# [PROBLEM TO WORK ON]
Write out again, word for word, the rows from the very first one through the line containing "Give the outline", including both of those lines.
── SUPPLIED DATA
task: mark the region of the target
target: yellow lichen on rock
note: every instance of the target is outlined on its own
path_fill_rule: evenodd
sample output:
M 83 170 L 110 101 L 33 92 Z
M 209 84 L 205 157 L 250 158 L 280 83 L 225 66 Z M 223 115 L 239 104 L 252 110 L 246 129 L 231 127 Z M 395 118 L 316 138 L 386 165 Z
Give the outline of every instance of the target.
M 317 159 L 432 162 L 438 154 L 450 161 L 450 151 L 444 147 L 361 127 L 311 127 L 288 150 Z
────
# [TASK OUTPUT]
task: mark the region of the target
target: yellow lichen on rock
note: every instance of the target is outlined on its own
path_fill_rule: evenodd
sample output:
M 83 170 L 110 101 L 33 92 Z
M 209 84 L 205 157 L 250 158 L 280 83 L 225 66 Z M 223 115 L 239 104 L 252 110 L 246 129 L 231 127 Z M 395 118 L 316 138 L 386 165 Z
Give the outline of every instance of the target.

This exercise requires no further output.